Supplied entries START
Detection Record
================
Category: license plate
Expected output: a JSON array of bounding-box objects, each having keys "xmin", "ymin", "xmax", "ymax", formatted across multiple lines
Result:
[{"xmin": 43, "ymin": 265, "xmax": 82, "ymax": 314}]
Supplied entries END
[To do] All of the records shown above should be reproduced exactly.

[Output below]
Detection Record
================
Category: license plate
Expected output: a JSON array of bounding-box objects, each having keys "xmin", "ymin", "xmax", "ymax", formatted across multiple lines
Result:
[{"xmin": 43, "ymin": 265, "xmax": 82, "ymax": 314}]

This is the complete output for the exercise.